• Extracted records:
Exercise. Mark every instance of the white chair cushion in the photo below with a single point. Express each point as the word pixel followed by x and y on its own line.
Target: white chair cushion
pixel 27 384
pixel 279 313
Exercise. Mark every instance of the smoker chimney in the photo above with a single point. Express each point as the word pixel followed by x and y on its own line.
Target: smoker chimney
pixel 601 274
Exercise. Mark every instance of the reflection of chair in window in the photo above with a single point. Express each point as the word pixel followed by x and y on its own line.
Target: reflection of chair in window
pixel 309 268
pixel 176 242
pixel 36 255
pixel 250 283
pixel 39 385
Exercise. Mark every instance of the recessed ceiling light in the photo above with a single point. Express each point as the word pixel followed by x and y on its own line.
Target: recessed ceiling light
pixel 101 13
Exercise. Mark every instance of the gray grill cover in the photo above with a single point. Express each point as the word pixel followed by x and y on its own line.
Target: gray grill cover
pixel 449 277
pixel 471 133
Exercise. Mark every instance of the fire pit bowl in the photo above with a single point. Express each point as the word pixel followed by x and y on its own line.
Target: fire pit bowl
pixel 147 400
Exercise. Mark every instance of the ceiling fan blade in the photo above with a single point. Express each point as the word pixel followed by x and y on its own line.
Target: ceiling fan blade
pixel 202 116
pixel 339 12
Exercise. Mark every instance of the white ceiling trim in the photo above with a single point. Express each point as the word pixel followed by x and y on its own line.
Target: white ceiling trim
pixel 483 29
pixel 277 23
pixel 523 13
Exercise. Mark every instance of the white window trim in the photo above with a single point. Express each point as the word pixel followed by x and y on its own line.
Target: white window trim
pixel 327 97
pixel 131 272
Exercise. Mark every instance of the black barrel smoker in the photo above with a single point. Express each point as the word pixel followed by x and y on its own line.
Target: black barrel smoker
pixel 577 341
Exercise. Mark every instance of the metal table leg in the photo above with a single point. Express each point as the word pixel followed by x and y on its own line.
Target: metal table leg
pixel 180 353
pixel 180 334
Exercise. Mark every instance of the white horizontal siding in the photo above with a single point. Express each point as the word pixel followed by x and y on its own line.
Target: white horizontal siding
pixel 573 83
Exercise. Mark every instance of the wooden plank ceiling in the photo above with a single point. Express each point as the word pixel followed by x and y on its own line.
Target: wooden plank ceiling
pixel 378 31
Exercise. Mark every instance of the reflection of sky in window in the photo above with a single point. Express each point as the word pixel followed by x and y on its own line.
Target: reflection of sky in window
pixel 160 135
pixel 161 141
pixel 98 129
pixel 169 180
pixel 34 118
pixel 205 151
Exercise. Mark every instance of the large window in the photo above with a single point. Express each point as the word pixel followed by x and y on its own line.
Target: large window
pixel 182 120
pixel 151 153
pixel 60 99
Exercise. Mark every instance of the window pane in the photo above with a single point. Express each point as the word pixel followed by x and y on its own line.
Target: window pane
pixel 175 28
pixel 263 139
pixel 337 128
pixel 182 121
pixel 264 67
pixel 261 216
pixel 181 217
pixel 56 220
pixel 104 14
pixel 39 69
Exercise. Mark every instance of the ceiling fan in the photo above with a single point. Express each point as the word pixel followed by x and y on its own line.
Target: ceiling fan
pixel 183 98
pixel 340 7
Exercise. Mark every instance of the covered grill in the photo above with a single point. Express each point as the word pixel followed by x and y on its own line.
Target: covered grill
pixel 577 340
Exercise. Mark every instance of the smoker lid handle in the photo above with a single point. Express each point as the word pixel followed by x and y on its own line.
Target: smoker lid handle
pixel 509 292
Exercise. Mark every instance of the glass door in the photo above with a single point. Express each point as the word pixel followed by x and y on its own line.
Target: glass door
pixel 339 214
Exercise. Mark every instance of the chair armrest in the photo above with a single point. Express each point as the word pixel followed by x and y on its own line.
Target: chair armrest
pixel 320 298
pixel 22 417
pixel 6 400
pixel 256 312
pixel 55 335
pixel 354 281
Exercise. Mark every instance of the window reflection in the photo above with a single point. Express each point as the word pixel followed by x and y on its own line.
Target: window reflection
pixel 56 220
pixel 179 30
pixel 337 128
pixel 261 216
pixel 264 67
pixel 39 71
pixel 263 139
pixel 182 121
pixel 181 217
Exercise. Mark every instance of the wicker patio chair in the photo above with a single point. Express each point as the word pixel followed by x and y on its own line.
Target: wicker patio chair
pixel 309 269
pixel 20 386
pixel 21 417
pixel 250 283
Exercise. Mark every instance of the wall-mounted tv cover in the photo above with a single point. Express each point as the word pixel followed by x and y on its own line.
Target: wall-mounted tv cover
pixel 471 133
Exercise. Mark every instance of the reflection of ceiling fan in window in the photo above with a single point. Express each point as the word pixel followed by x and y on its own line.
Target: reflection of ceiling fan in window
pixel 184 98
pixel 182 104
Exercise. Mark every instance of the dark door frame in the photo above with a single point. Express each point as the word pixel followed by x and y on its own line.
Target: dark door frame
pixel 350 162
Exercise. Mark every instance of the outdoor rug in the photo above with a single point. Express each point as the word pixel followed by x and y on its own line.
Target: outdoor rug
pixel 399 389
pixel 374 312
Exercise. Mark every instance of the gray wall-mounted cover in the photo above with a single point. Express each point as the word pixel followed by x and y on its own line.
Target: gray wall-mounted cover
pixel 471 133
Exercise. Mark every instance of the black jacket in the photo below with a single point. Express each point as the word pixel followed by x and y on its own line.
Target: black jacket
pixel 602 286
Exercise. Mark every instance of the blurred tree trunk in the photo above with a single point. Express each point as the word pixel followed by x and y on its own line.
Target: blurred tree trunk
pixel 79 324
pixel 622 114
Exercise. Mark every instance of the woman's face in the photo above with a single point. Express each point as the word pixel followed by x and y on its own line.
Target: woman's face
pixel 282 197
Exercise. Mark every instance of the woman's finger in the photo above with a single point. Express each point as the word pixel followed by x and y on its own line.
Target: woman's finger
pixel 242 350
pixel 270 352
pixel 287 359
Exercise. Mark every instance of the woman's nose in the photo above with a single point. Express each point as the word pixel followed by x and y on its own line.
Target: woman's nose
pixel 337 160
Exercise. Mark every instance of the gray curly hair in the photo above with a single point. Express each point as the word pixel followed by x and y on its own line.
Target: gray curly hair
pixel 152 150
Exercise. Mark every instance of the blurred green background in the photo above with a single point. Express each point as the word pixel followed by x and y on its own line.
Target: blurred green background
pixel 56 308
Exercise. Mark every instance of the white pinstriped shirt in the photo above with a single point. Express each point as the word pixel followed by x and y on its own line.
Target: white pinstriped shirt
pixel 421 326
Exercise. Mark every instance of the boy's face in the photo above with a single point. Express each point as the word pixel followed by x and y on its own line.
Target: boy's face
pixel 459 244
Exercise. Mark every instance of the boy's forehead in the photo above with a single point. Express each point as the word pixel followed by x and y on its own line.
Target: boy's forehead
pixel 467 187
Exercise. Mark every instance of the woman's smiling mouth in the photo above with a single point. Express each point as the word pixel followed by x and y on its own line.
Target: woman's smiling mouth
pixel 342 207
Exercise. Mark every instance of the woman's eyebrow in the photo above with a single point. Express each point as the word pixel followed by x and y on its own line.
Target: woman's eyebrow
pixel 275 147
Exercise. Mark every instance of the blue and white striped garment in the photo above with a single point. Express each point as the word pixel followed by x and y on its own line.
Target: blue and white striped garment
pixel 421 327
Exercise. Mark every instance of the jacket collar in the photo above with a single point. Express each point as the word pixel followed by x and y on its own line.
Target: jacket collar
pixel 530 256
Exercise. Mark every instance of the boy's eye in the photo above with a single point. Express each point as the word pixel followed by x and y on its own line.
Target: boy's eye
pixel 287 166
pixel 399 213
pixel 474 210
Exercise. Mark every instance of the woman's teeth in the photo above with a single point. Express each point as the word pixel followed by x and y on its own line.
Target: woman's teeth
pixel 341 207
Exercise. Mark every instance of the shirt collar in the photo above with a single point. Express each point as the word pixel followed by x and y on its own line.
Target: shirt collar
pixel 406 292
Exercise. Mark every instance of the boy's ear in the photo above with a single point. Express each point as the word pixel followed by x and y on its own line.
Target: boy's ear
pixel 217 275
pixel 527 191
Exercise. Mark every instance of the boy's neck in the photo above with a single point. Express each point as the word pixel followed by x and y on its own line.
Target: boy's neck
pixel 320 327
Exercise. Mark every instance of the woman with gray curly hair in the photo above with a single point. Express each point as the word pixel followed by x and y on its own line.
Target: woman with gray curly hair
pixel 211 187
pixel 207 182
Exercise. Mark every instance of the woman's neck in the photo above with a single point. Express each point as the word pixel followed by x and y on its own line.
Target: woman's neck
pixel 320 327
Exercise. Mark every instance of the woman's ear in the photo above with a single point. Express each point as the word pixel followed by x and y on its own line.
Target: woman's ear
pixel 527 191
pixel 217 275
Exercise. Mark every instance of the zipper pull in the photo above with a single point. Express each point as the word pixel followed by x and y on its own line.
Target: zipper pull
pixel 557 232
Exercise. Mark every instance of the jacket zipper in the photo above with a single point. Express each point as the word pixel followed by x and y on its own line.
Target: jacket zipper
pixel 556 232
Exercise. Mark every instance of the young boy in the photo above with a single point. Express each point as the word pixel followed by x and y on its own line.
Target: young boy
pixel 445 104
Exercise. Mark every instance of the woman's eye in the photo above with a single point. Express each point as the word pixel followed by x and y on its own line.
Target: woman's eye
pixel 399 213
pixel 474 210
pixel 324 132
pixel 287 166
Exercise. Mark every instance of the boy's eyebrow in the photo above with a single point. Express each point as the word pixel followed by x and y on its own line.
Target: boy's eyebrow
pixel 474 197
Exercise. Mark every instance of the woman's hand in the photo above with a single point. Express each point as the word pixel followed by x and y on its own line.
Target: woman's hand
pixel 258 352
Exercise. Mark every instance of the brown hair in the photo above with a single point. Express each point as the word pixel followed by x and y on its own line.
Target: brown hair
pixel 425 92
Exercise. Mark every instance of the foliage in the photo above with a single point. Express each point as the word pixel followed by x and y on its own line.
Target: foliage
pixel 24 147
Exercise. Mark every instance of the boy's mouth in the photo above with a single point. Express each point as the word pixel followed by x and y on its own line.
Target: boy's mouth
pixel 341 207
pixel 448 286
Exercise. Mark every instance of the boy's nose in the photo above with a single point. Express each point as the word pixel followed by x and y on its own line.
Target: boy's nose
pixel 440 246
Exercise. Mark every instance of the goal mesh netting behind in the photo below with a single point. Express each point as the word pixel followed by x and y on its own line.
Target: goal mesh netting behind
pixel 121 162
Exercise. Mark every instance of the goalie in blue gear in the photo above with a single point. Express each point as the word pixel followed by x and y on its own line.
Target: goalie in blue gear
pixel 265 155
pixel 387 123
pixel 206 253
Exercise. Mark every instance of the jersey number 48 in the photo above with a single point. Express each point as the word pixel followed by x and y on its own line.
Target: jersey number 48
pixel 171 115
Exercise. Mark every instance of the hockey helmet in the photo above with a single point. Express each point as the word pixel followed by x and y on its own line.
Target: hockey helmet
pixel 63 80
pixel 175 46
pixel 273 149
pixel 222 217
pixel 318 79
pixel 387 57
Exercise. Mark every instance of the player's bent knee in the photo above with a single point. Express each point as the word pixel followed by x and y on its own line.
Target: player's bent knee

• TASK OBJECTIVE: After locating the line with "Target: woman's smiling mouth" above, return that line and every later line through the one with "Exercise. Mark every instance of the boy's ear", word for word and with nothing else.

• OUTPUT BELOW:
Target: woman's smiling mouth
pixel 342 207
Exercise. Mark every instance of the woman's eyebrow in the photo above with a single point. Express each point as the word pixel followed by x and y on its own line.
Target: woman's eyebrow
pixel 275 147
Exercise. Mark every instance of the blue and white striped garment in the photo above with a single point. Express each point as the word pixel followed by x and y on its own line.
Target: blue and white striped garment
pixel 421 327
Exercise. Mark every instance of the jacket collar in the photo above with a single point. Express each point as the word pixel followed by x and y on its own line.
Target: jacket collar
pixel 530 256
Exercise. Mark every instance of the boy's eye in the photo above with a single point. Express each point as the word pixel followed by x and y on its own line.
Target: boy's eye
pixel 287 166
pixel 399 213
pixel 474 210
Exercise. Mark every instance of the woman's teeth in the photo above with a single point. Express each point as the word pixel followed by x and y on its own line.
Target: woman's teeth
pixel 341 207
Exercise. Mark every instance of the shirt collar in the photo above with a single point. Express each point as the word pixel followed by x and y on its own line.
Target: shirt collar
pixel 406 292
Exercise. Mark every instance of the boy's ear in the photo above with a single point. Express each point as the word pixel followed by x and y on its own line.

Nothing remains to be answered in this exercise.